[start Material provided]

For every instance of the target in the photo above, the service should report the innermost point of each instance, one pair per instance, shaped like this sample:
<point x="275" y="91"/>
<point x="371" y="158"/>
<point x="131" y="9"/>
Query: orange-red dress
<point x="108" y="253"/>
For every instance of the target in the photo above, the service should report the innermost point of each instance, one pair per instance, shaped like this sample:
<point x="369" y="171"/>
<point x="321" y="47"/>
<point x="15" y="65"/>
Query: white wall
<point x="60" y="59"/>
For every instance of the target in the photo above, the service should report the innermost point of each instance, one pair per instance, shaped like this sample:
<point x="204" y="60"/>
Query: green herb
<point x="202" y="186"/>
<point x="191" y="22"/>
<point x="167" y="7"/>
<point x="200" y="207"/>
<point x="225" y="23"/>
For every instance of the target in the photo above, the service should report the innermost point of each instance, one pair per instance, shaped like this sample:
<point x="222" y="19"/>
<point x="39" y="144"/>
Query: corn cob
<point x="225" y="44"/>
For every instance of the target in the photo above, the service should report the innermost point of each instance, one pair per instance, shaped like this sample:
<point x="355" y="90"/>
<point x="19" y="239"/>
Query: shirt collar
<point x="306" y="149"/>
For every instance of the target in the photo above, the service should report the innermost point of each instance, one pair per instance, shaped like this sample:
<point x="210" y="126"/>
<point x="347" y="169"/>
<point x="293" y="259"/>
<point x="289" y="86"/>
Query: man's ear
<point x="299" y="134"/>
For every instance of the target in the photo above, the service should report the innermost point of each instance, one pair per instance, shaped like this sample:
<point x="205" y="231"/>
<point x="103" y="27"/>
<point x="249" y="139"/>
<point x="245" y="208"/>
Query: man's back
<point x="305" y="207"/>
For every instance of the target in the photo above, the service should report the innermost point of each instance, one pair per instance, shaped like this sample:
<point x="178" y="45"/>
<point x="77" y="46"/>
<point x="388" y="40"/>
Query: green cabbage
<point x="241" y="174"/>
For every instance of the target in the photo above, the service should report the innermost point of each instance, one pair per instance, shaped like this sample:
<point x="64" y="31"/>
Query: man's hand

[end Material provided]

## Exercise goal
Extract each record, keeping it identical to the original.

## Complete answer
For every instance of the target in the photo above, the service should report the innermost point of each instance, one pair per instance, shaped like this sample:
<point x="275" y="91"/>
<point x="371" y="158"/>
<point x="131" y="9"/>
Query: orange-red dress
<point x="108" y="253"/>
For every instance of the target in the photo above, the service should report the innermost point of each instance, one pair per instance, shaped like this sample:
<point x="369" y="171"/>
<point x="321" y="47"/>
<point x="15" y="65"/>
Query: white wall
<point x="60" y="59"/>
For every instance of the target in the photo above, the service should report the innermost point of each instance, one pair per instance, shaped like this sample:
<point x="204" y="60"/>
Query: green herb
<point x="202" y="186"/>
<point x="191" y="22"/>
<point x="167" y="7"/>
<point x="200" y="207"/>
<point x="225" y="23"/>
For every instance of the target in the photo above, the service should report the innermost point of each instance, one pair per instance, shaped like this sample:
<point x="222" y="19"/>
<point x="39" y="144"/>
Query: corn cob
<point x="225" y="44"/>
For every instance of the target in the photo above, the service should report the innermost point of each instance, one pair per instance, shaped like this sample:
<point x="355" y="90"/>
<point x="19" y="239"/>
Query: shirt collar
<point x="306" y="149"/>
For every instance of the target in the photo above, the service should report the innermost point of each instance, one pair per instance, shaped like this sample:
<point x="210" y="126"/>
<point x="347" y="169"/>
<point x="293" y="259"/>
<point x="289" y="86"/>
Query: man's ear
<point x="299" y="134"/>
For every instance of the target in the photo above, the service should report the innermost point of each instance, one pair per instance, shaped like this sample:
<point x="205" y="231"/>
<point x="103" y="27"/>
<point x="249" y="139"/>
<point x="245" y="208"/>
Query: man's back
<point x="305" y="207"/>
For every instance of the target in the photo above, the service should report the innermost point of each instance, one pair per instance, shaped like this sample:
<point x="178" y="45"/>
<point x="77" y="46"/>
<point x="388" y="40"/>
Query: green cabbage
<point x="241" y="174"/>
For every instance of the target in the photo above, the service should report the innermost point of each instance, one pair per instance, shaped like this sample:
<point x="64" y="31"/>
Query: man's hand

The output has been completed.